--- Data ---

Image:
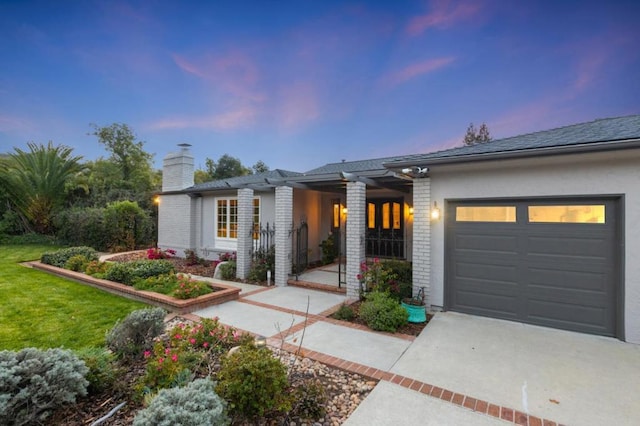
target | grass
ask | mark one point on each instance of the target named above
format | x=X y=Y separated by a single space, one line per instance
x=45 y=311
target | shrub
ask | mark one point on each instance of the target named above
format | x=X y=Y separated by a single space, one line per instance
x=345 y=313
x=163 y=284
x=192 y=258
x=329 y=250
x=175 y=361
x=188 y=288
x=228 y=270
x=128 y=272
x=310 y=399
x=33 y=383
x=180 y=286
x=131 y=336
x=60 y=257
x=253 y=382
x=82 y=226
x=401 y=287
x=375 y=277
x=157 y=253
x=95 y=268
x=196 y=404
x=382 y=312
x=168 y=366
x=127 y=225
x=263 y=261
x=103 y=372
x=77 y=263
x=229 y=256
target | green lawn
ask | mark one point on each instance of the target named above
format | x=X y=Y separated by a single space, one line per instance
x=45 y=311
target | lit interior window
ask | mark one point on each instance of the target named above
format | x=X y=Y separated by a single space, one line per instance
x=567 y=214
x=486 y=214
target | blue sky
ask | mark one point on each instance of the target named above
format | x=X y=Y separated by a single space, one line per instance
x=298 y=84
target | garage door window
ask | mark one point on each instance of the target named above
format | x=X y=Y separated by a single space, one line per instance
x=486 y=214
x=592 y=213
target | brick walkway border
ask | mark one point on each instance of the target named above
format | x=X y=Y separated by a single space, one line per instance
x=466 y=401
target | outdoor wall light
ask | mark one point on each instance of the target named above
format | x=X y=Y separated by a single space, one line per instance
x=435 y=211
x=260 y=341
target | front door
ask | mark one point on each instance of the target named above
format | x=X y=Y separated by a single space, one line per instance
x=385 y=228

---

When you write out the material, keep every line exact and leave out each picture.

Image:
target | grass
ask | mark one point on each instance of the target named above
format | x=X y=Y separated by a single space, one line per instance
x=45 y=311
target | shrub
ask | mark one point on each instance of the target named above
format | x=X y=Y separated by a single space, one line per instance
x=345 y=313
x=163 y=284
x=192 y=258
x=329 y=250
x=175 y=361
x=188 y=288
x=228 y=270
x=128 y=272
x=310 y=399
x=33 y=383
x=180 y=286
x=131 y=336
x=60 y=257
x=253 y=382
x=82 y=226
x=401 y=287
x=375 y=277
x=157 y=253
x=95 y=268
x=196 y=404
x=382 y=312
x=168 y=366
x=127 y=225
x=263 y=261
x=103 y=372
x=77 y=263
x=229 y=256
target | green lawn
ask | mark one point on each instance of the target named above
format | x=X y=Y separated by a single space, one line per instance
x=45 y=311
target | lit interior window
ask | mark one point on each instance of the target named above
format | x=X y=Y separated by a single space, one line per instance
x=567 y=214
x=486 y=214
target | blue sky
ask | mark one point on each instance of the target named above
format | x=X y=Y separated by a single space, one line per instance
x=298 y=84
target | garage door window
ask | mark one point on each instance of the target named above
format | x=X y=Y separated by a single space, one line per instance
x=486 y=214
x=592 y=213
target | brick walkway border
ask | mark one point on each instance of the target named above
format | x=X y=Y separated by a single space, one line per instance
x=466 y=401
target | outdoor wall light
ask | mark one point on each instance of the target named above
format | x=X y=Y separated by a single space, one line per instance
x=435 y=211
x=260 y=341
target | front door
ask | mark one point on each instance of the target named above
format | x=X y=Y separated by a single space, one line per instance
x=385 y=228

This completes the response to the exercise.